--- START ---

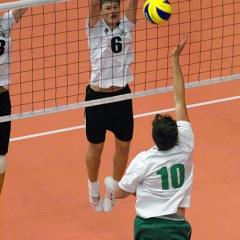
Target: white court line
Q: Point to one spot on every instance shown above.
(135, 116)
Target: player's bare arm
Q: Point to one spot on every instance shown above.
(178, 82)
(94, 12)
(131, 10)
(18, 13)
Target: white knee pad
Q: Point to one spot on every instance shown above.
(3, 163)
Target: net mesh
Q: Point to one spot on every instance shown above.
(50, 56)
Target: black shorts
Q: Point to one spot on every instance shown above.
(160, 228)
(116, 117)
(5, 127)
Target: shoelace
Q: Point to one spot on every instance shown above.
(111, 197)
(94, 202)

--- END ---

EXERCISE BRIEF
The answer should be a number alone: how many lines of the entries hold the word "white"?

ANSWER SECTION
2